*Source extract*

Content starts

Aceto has signed a deal with contract manufacturer Three Rivers Pharmaceuticals in a collaboration aimed at bringing three generic biopharmaceuticals to market in the US, Europe and Japan. The deal not only marks Aceto's entry into the biogenerics business, but will also be the first time that it supplies finished dosage forms in significant quantities.
Some of the biggest-selling biological drugs developed during the first phase of the biotechnology revolution in the 1980s - including hGH, interferon alpha and insulin - have already lost or will lose patent protection in the next few years. This opens up a market currently worth $30 billion (€23.4bn) and growing at 10 per cent a year, but only for those companies that can navigate the tricky regulatory route to market.

Content ends

*Data block*
Content starts

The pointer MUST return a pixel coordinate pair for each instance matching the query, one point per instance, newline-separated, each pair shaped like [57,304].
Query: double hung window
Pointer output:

Content ends

*Required action 1*
According to the Aceto passage, what is the current value of the market opened up by the loss of patent protection?
*Required action 2*
Quote the stretch of the Aceto passage from "Aceto has signed" through "route to market.".
The material stands apart from the Aceto passage and is unrelated to it.

*Your response 1*
$30 billion (€23.4bn).

*Your response 2*
Aceto has signed a deal with contract manufacturer Three Rivers Pharmaceuticals in a collaboration aimed at bringing three generic biopharmaceuticals to market in the US, Europe and Japan. The deal not only marks Aceto's entry into the biogenerics business, but will also be the first time that it supplies finished dosage forms in significant quantities.
Some of the biggest-selling biological drugs developed during the first phase of the biotechnology revolution in the 1980s - including hGH, interferon alpha and insulin - have already lost or will lose patent protection in the next few years. This opens up a market currently worth $30 billion (€23.4bn) and growing at 10 per cent a year, but only for those companies that can navigate the tricky regulatory route to market.